**WHAT NEEDS TO BE DONE**
Reproduce verbatim the lines of the material that begin with the line containing "If you could identify the rocky" and continue through its final line.

**DATASET RECORDS**
────

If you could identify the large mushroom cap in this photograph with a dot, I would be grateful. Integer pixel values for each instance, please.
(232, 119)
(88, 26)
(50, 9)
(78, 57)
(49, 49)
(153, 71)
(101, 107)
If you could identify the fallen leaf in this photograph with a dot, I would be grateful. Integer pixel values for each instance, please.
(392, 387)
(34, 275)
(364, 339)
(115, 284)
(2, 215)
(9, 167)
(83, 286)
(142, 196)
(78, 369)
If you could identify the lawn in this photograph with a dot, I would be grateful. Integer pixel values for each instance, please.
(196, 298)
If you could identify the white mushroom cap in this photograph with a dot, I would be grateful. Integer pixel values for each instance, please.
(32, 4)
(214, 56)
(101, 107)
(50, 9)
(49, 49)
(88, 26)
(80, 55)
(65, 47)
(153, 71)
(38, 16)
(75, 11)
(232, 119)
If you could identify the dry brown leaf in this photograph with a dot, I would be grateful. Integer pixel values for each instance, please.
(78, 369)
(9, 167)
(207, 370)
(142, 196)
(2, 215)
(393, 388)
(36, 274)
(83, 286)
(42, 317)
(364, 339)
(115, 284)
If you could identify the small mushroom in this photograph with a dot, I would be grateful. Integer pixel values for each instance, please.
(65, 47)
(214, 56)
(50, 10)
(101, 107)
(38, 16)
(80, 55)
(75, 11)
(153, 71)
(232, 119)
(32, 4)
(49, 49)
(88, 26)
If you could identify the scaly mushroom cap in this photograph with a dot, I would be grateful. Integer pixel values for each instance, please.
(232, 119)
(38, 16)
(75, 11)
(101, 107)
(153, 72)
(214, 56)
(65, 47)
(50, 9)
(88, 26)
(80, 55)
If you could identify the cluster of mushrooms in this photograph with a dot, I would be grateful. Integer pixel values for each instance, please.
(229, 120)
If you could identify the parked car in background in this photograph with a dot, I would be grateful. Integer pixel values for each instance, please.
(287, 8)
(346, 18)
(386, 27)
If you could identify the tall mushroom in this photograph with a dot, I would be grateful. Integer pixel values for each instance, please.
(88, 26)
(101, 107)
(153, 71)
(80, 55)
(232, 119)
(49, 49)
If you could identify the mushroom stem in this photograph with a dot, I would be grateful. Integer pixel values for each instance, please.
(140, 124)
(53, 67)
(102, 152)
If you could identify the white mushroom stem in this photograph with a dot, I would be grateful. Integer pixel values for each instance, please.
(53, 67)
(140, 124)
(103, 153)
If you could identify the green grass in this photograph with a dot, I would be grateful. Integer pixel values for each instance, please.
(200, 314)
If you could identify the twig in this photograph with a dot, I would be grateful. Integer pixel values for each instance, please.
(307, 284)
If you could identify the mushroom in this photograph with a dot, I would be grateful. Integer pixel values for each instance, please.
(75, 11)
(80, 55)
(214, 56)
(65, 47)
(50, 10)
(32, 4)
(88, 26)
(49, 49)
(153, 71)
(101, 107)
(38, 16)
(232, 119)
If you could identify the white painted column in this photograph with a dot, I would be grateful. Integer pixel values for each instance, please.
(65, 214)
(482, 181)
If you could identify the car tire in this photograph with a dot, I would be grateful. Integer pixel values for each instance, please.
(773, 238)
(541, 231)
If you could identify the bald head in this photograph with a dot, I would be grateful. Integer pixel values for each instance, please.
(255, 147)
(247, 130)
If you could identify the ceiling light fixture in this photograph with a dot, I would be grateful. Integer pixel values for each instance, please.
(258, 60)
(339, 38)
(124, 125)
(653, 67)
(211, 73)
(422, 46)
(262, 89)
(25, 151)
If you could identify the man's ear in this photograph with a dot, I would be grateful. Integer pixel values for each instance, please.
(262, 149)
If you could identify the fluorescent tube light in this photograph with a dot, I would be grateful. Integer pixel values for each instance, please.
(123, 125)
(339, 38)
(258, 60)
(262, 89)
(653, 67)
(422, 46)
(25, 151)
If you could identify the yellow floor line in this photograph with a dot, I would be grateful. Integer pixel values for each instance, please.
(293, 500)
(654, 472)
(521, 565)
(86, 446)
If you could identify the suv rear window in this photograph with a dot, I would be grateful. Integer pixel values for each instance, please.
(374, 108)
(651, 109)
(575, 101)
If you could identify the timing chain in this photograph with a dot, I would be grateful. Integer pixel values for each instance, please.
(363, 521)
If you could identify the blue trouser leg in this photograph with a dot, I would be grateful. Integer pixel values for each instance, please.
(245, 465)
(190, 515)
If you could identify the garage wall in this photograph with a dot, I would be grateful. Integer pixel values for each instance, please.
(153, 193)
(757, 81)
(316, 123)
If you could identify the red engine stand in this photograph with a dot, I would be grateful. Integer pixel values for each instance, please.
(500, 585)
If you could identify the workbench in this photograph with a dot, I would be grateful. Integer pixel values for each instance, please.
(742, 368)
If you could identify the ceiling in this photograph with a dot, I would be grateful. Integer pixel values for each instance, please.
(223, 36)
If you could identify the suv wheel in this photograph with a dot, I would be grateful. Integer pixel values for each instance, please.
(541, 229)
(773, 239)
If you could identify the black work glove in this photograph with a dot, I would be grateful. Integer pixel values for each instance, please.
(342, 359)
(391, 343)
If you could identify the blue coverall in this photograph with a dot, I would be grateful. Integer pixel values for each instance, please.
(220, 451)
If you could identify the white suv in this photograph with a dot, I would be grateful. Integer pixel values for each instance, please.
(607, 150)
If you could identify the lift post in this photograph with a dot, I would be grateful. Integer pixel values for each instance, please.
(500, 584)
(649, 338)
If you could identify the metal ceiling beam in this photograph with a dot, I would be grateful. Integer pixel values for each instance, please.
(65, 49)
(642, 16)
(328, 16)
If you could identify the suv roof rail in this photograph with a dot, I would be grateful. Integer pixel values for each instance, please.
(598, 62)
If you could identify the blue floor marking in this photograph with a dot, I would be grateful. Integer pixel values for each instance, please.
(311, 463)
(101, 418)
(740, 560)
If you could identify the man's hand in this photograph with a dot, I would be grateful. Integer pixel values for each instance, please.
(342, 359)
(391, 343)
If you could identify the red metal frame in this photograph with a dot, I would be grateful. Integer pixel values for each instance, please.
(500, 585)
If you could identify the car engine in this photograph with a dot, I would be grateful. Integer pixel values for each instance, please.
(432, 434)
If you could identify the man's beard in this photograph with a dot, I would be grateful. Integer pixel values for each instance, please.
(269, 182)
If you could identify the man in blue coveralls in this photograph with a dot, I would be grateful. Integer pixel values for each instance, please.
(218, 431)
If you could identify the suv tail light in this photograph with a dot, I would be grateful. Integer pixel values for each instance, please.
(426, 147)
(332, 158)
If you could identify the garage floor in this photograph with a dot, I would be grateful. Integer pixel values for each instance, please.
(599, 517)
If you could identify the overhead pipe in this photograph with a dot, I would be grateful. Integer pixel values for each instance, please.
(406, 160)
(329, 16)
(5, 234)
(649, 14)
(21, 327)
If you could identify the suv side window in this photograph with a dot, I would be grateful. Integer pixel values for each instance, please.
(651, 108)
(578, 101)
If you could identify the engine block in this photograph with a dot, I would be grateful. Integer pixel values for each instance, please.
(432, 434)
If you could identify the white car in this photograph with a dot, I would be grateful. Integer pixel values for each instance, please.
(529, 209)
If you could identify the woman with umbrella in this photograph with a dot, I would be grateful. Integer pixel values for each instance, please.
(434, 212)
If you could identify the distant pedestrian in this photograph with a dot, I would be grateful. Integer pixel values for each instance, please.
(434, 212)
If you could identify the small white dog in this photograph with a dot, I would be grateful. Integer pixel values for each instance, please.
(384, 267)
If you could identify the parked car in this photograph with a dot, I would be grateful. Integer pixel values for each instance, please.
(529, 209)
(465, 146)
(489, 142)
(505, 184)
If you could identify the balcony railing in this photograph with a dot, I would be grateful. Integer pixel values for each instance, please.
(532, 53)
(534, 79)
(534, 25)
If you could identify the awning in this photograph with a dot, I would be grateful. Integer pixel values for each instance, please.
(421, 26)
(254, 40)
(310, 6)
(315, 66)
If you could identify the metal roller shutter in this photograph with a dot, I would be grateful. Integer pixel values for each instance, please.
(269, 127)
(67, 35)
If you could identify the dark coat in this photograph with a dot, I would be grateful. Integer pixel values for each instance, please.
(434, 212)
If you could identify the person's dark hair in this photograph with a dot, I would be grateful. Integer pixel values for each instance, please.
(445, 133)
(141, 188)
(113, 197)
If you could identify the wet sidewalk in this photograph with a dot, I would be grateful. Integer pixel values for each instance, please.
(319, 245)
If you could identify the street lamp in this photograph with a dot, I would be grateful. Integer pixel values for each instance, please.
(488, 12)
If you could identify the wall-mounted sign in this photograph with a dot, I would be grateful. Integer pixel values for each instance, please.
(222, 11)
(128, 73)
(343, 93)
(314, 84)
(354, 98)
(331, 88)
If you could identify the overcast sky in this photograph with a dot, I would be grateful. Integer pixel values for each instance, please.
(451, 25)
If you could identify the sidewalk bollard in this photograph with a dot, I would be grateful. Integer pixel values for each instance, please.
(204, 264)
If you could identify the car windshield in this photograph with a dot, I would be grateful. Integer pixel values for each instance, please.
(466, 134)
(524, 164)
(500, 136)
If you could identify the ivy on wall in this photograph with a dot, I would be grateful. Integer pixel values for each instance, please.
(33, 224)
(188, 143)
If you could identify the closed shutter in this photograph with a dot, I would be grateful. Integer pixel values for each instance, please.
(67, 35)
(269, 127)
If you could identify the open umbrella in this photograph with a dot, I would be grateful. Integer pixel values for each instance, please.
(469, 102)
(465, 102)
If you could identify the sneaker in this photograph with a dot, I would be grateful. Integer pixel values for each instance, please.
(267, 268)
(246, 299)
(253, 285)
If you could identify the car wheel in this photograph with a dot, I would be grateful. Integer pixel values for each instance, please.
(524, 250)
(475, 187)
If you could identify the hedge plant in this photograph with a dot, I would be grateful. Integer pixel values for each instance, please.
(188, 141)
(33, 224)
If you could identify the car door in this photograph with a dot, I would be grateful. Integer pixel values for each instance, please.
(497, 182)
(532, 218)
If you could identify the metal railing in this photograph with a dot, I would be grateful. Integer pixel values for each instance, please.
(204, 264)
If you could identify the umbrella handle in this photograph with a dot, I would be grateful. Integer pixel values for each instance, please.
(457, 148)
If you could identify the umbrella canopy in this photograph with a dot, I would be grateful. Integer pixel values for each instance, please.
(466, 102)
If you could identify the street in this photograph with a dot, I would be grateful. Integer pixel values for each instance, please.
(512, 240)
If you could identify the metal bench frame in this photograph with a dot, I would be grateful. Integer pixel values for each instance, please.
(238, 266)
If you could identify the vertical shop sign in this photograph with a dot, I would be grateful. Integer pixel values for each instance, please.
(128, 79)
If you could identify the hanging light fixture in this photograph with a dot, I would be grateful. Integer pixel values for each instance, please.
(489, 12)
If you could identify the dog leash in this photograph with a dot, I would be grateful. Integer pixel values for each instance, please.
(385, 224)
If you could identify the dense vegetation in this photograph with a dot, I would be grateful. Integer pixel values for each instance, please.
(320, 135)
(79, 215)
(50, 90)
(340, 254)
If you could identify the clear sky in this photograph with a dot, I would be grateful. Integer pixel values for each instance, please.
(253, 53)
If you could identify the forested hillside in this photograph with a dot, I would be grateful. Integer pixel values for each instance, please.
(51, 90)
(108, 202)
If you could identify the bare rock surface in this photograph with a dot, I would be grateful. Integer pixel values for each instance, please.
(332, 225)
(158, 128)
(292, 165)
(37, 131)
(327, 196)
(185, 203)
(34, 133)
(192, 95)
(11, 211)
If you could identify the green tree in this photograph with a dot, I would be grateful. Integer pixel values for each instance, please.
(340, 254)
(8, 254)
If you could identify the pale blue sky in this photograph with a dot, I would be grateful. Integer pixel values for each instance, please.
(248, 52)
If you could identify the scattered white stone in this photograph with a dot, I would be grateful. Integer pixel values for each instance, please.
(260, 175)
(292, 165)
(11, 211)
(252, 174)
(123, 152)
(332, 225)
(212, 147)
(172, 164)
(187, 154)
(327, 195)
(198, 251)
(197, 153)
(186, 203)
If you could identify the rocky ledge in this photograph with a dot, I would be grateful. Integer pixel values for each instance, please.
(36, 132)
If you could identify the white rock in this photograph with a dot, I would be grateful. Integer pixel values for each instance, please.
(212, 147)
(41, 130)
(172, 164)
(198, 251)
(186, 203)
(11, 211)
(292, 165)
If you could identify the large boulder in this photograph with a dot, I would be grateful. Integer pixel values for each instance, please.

────

**EXPECTED ANSWER**
If you could identify the rocky ledge in this photograph with a dot, I would be grateful. Integer pixel values for each instance, please.
(36, 132)
If you could identify the white rock in this photograph with a dot, I would be grateful. Integer pixel values for each instance, please.
(212, 147)
(41, 130)
(172, 164)
(198, 251)
(186, 203)
(11, 211)
(292, 165)
If you could identify the large boulder in this photograph with a dot, I would be grateful. Integer pixel values for each instance, please.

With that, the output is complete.